INSTRUÇÃO DADA 1 —
Duplica na íntegra o texto sobre a desilusão com o pai.

Agora, a desilusão que causaste,
essa não vou fingir sequer que não está aqui comigo, porque está e estará. Cada
convívio, cada pensamento, cada movimento, mostra o quanto uma simples decisão infeliz
do teu lado, trouxe dor, medo, profunda tristeza e uma enorme injustiça. Como
não poderei estar desiludida contigo pai, se trouxeste o demónio para dentro de
casa?
Se ganhamos pequenas batalhas…não,
deixa-me te dizer que não ganhamos nada. Porque a bem da verdade quem ganhou
foi esse demónio que vive no nosso lar. Tudo o que foi feito e pensado, foi sempre
com o objetivo de favorecer o demónio e as pequenas batalhas que ilusoriamente pensámos
ter ganho, são na verdade vitórias dela. Ela sempre esteve três, quatro passos à
frente de nós e o tempo todo no controle. Desde que a colocaste lá em casa, nós
não tivemos, nem temos mais chance…
Toda uma vida a teu lado, mais de
40 anos sendo uma família, e tu deixaste tudo fugir no
vento, como cinzas que
desaparecem no ar. Não restou nada. Só dor, profunda tristeza e lamento…
Agora estás no limbo e arrastas-nos
também contigo. E se por caso tudo terminar brevemente, sais do limbo para o
descanso eterno, mas nós, tuas filhas, sangue do teu sangue, saímos para a
guerra. Guerra que não pedimos, que não queremos, mas que eventualmente virá,
por causa de uma simples decisão tua…uma simples decisão…mas eu perdoo-te pai!
Se tiveres de ir, vai em paz… e que Deus nos ajude!

DADOS DA TAREFA —

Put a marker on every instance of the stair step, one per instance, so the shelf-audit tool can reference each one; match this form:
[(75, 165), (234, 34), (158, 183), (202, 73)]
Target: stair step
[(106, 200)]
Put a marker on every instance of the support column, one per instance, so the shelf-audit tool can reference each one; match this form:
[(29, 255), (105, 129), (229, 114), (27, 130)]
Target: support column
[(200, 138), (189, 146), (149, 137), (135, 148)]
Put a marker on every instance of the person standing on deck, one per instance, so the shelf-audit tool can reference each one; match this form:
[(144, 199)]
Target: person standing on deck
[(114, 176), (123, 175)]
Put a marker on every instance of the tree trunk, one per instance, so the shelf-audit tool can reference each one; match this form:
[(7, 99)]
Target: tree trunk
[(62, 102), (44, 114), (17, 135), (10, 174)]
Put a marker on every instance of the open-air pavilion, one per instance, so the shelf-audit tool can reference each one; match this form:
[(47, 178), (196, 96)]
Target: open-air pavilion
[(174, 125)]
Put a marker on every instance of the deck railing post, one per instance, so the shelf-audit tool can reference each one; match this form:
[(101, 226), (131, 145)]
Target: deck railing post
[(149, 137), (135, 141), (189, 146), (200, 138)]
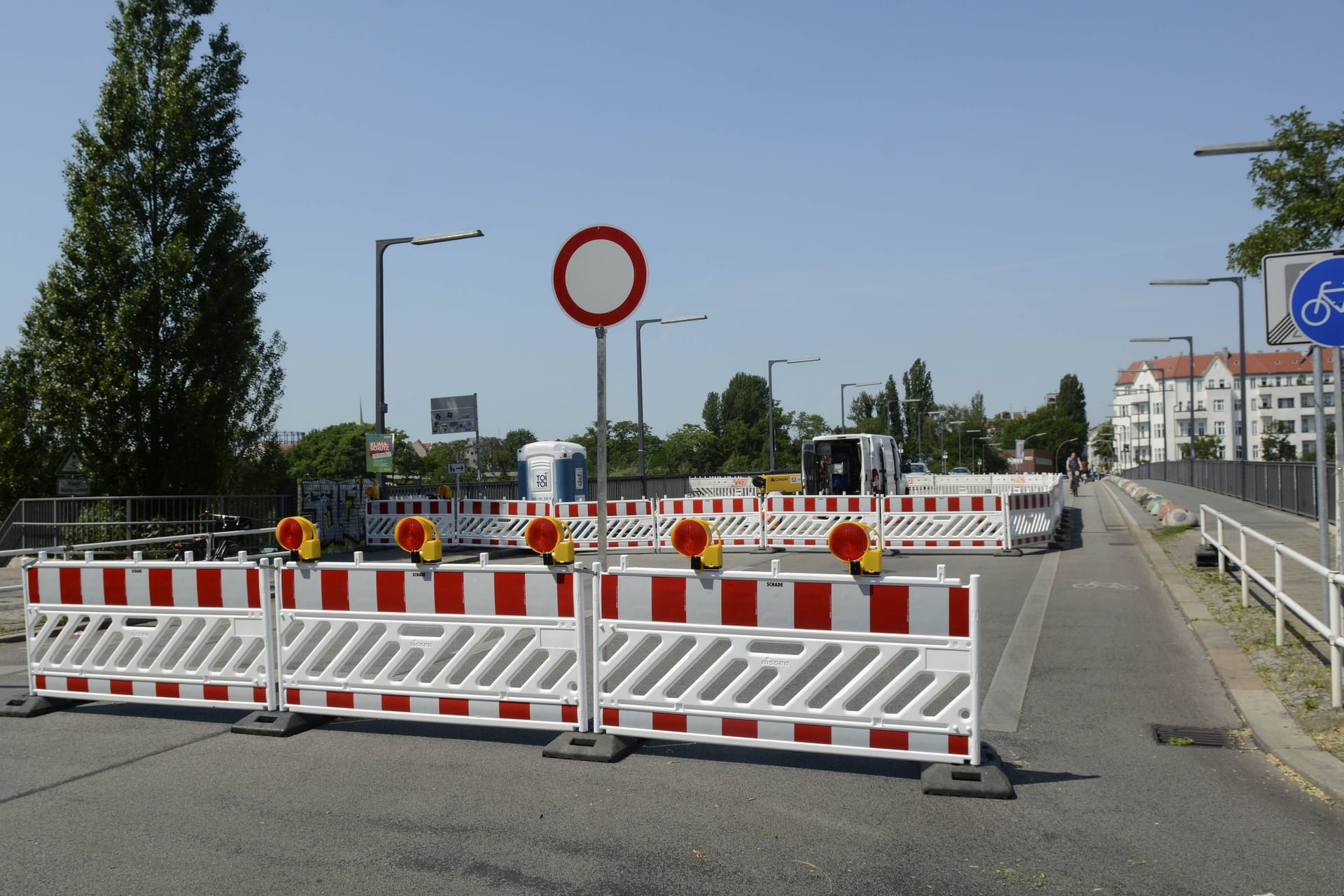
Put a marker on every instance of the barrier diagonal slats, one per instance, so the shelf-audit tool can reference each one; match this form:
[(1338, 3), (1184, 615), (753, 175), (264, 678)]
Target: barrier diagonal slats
[(496, 523), (822, 664), (489, 645), (945, 523), (738, 519), (151, 631), (806, 522), (381, 517), (629, 524)]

INSTRUÇÃO DADA 2 —
Dá sob a forma de lista JSON de strings, uma por linha e sem as linhas em branco, as linhas dos registos que vão da linha com "Put a marker on every instance of the support" até à linha com "[(174, 125)]", inclusive.

RESPOSTA DO EXERCÍCIO 1 —
Agora, a desilusão que causaste,
essa não vou fingir sequer que não está aqui comigo, porque está e estará. Cada
convívio, cada pensamento, cada movimento, mostra o quanto uma simples decisão infeliz
do teu lado, trouxe dor, medo, profunda tristeza e uma enorme injustiça. Como
não poderei estar desiludida contigo pai, se trouxeste o demónio para dentro de
casa?
Se ganhamos pequenas batalhas…não,
deixa-me te dizer que não ganhamos nada. Porque a bem da verdade quem ganhou
foi esse demónio que vive no nosso lar. Tudo o que foi feito e pensado, foi sempre
com o objetivo de favorecer o demónio e as pequenas batalhas que ilusoriamente pensámos
ter ganho, são na verdade vitórias dela. Ela sempre esteve três, quatro passos à
frente de nós e o tempo todo no controle. Desde que a colocaste lá em casa, nós
não tivemos, nem temos mais chance…
Toda uma vida a teu lado, mais de
40 anos sendo uma família, e tu deixaste tudo fugir no
vento, como cinzas que
desaparecem no ar. Não restou nada. Só dor, profunda tristeza e lamento…
Agora estás no limbo e arrastas-nos
também contigo. E se por caso tudo terminar brevemente, sais do limbo para o
descanso eterno, mas nós, tuas filhas, sangue do teu sangue, saímos para a
guerra. Guerra que não pedimos, que não queremos, mas que eventualmente virá,
por causa de uma simples decisão tua…uma simples decisão…mas eu perdoo-te pai!
Se tiveres de ir, vai em paz… e que Deus nos ajude!

RESPOSTA DO EXERCÍCIO 2 —
[
  "Put a marker on every instance of the support column, one per instance, so the shelf-audit tool can reference each one; match this form:",
  "[(29, 255), (105, 129), (229, 114), (27, 130)]",
  "Target: support column",
  "[(200, 138), (189, 146), (149, 137), (135, 148)]",
  "Put a marker on every instance of the person standing on deck, one per instance, so the shelf-audit tool can reference each one; match this form:",
  "[(144, 199)]",
  "Target: person standing on deck",
  "[(114, 176), (123, 175)]",
  "Put a marker on every instance of the tree trunk, one per instance, so the shelf-audit tool can reference each one; match this form:",
  "[(7, 99)]",
  "Target: tree trunk",
  "[(62, 102), (44, 114), (17, 135), (10, 174)]",
  "Put a marker on every instance of the open-air pavilion, one per instance, so the shelf-audit tool can reference each one; match this form:",
  "[(47, 178), (196, 96)]",
  "Target: open-air pavilion",
  "[(174, 125)]"
]